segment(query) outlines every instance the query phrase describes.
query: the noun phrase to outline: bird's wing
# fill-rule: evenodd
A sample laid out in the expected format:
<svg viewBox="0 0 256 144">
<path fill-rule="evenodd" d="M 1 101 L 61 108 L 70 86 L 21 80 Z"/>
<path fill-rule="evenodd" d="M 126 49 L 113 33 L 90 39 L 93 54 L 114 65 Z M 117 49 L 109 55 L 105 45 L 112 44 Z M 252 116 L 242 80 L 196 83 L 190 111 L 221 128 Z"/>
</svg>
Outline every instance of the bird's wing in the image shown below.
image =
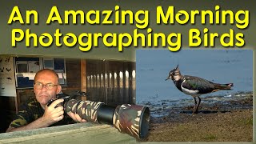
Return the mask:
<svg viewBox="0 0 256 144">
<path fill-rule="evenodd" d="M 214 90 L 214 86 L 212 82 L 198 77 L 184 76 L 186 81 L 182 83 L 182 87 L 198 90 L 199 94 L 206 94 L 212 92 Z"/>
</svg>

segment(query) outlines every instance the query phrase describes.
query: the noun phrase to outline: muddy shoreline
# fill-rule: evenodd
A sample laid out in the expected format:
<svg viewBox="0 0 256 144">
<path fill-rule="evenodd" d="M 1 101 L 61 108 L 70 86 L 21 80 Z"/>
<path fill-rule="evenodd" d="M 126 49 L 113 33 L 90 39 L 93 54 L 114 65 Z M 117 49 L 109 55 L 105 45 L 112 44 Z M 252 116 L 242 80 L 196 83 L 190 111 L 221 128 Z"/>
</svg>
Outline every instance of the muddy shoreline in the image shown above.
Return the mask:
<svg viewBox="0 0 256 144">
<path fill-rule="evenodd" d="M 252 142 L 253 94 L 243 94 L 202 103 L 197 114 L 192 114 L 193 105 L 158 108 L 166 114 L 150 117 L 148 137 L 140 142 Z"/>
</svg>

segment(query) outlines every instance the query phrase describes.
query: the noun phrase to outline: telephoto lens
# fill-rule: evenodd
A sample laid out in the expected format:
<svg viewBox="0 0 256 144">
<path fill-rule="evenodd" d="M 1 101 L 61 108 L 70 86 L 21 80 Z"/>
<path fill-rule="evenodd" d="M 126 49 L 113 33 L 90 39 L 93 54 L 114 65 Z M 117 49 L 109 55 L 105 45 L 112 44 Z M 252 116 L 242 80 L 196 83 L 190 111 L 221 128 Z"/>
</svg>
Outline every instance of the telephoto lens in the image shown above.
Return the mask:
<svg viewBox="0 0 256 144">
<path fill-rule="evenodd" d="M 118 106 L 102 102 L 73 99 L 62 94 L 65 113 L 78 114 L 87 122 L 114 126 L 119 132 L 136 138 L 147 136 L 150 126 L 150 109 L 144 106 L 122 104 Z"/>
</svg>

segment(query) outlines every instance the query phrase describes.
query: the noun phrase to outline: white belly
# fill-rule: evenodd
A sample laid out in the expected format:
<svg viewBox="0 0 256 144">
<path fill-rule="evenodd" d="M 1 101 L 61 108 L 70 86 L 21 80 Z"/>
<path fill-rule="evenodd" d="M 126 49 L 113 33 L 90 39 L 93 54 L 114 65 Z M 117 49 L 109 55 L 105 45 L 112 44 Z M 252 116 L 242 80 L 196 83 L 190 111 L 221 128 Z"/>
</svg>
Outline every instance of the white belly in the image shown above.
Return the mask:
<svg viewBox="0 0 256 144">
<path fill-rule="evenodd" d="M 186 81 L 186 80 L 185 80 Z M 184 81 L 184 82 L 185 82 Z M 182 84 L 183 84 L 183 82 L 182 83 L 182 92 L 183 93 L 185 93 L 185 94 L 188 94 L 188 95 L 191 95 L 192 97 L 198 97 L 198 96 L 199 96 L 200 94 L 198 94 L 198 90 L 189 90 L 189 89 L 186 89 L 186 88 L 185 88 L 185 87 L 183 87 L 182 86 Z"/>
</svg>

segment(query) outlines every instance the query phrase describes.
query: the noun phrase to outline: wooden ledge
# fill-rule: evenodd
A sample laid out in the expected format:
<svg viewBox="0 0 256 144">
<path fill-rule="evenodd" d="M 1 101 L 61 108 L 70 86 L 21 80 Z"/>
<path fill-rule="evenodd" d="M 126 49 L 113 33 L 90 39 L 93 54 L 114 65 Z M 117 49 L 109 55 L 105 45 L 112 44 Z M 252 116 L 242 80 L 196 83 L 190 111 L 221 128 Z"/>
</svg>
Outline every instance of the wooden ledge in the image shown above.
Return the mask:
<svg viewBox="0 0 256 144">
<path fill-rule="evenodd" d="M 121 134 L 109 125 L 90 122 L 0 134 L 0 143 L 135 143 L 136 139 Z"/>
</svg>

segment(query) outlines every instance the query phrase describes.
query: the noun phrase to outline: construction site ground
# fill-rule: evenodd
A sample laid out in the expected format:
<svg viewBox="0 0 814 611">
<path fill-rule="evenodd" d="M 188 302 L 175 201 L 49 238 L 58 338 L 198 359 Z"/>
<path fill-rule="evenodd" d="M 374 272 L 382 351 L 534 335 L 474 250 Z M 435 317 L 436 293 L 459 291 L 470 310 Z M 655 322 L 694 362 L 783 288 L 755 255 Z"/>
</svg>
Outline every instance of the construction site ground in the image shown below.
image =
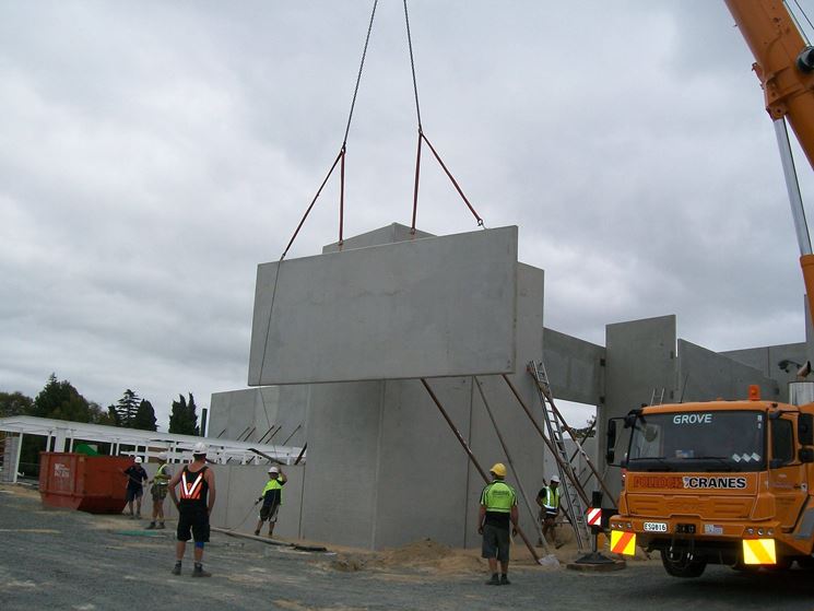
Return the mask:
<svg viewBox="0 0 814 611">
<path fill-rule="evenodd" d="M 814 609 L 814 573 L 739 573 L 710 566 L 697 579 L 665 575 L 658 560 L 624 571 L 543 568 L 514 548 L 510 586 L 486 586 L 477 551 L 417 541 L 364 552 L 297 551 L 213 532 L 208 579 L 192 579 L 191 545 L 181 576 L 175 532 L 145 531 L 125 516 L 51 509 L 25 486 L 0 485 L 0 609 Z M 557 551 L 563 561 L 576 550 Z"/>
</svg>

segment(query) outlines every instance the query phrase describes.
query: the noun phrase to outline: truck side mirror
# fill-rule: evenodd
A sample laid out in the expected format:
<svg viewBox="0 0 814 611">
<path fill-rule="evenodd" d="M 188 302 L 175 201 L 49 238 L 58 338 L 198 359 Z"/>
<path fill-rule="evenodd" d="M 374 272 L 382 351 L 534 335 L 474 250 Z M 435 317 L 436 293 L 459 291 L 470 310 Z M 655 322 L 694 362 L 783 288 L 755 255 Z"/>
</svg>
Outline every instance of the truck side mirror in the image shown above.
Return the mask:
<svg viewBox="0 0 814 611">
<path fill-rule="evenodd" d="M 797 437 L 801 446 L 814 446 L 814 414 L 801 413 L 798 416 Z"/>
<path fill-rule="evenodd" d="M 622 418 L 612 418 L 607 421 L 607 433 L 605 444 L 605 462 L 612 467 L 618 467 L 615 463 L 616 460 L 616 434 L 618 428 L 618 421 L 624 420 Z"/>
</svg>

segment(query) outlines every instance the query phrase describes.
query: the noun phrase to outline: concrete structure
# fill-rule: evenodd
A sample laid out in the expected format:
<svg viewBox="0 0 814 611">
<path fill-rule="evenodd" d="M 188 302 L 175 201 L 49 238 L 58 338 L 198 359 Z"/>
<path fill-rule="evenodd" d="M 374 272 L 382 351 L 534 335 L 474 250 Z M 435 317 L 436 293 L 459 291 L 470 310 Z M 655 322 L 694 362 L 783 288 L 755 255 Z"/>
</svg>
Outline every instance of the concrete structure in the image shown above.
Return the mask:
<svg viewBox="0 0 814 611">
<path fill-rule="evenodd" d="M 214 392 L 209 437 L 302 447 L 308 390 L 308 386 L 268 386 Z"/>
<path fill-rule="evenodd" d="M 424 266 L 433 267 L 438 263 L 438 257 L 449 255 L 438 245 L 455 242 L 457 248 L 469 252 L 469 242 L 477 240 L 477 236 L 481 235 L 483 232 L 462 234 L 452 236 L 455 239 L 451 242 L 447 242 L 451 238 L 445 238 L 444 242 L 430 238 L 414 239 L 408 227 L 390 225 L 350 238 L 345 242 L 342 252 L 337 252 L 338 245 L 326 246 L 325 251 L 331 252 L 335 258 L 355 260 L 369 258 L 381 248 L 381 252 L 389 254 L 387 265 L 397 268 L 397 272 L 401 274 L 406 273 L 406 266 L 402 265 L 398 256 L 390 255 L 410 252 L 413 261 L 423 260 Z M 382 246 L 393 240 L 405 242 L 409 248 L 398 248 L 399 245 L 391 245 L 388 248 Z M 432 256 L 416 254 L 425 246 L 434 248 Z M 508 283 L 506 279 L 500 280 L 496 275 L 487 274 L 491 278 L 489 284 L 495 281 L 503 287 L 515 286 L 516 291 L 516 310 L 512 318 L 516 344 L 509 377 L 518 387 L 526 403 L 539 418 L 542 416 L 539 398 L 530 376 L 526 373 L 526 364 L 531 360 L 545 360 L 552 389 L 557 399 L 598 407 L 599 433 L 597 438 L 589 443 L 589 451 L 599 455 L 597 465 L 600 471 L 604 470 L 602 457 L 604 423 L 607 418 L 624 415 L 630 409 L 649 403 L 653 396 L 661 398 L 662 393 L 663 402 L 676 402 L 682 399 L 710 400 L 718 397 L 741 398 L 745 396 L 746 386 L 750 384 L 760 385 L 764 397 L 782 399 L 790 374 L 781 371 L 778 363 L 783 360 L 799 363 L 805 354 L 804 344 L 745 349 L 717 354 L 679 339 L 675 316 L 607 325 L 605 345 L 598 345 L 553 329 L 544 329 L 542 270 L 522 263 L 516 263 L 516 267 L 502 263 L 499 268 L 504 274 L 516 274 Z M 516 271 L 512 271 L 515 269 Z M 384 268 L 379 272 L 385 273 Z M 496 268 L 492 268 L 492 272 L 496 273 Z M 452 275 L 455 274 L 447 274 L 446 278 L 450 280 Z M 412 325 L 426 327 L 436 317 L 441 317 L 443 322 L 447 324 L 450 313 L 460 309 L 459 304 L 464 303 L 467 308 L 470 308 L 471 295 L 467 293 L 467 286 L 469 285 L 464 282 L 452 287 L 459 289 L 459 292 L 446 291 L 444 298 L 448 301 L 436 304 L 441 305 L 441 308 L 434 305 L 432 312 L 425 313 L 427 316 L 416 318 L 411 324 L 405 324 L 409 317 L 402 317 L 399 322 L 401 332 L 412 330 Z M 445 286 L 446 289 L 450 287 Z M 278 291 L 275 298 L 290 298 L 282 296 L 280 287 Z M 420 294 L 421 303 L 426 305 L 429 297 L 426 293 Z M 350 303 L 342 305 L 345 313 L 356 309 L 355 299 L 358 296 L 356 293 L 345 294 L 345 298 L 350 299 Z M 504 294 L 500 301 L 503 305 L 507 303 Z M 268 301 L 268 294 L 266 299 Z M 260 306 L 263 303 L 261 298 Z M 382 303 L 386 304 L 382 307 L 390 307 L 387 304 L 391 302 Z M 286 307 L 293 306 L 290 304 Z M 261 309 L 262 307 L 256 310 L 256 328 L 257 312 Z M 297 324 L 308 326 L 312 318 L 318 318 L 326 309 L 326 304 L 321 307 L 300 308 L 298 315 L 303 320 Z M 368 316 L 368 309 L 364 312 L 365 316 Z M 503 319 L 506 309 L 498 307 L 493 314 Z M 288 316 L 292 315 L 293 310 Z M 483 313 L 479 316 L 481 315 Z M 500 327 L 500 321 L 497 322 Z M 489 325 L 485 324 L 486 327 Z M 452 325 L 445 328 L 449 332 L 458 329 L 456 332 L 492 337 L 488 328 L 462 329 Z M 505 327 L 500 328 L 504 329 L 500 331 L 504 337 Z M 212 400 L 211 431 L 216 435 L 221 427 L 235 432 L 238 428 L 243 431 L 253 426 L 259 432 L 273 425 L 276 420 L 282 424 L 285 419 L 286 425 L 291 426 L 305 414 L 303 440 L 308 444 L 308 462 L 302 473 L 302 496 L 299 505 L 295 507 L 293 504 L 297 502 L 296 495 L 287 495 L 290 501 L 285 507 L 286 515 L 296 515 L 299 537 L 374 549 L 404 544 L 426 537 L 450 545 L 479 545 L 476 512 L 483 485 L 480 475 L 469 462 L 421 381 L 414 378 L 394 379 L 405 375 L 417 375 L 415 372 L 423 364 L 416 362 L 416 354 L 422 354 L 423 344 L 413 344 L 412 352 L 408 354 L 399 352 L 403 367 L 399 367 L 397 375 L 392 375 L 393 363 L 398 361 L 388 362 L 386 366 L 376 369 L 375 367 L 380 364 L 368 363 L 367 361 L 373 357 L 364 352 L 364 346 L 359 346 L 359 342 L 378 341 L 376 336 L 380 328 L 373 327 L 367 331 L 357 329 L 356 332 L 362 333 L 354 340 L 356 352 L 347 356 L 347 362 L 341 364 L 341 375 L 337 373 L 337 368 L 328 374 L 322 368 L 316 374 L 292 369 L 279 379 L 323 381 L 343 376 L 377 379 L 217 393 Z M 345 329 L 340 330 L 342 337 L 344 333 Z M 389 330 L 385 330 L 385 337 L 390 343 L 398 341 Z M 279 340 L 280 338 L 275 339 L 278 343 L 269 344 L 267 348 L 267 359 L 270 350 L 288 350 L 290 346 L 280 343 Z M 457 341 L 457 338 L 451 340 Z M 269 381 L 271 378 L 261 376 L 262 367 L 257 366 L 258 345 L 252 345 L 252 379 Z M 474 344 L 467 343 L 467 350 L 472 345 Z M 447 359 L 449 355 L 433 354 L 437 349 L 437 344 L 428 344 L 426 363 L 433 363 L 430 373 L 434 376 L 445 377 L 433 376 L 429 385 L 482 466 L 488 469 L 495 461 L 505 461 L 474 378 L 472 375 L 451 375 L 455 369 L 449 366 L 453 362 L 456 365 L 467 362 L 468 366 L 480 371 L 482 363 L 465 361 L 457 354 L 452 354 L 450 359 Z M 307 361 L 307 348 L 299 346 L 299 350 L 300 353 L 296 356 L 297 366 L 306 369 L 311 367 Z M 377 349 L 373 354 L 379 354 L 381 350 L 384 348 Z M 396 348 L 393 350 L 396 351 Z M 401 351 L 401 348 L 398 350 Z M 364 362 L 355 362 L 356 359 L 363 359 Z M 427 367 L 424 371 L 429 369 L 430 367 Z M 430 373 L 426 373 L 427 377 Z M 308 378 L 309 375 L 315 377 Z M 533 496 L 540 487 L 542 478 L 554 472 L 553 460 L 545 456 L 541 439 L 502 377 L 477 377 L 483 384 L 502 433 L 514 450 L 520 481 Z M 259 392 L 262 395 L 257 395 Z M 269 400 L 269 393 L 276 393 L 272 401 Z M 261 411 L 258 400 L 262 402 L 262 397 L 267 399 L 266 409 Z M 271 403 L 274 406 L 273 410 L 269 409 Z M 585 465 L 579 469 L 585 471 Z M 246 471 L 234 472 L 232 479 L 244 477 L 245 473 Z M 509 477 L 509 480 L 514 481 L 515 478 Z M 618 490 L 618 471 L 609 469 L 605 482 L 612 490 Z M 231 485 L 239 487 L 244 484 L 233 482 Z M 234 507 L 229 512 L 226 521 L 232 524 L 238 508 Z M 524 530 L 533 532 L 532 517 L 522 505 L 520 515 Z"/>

= = = =

What you are asked to do
Report every line above that contains the string "concrete".

In response
query: the noun phrase to outline: concrete structure
Outline every instance of the concrete structure in the image shown above.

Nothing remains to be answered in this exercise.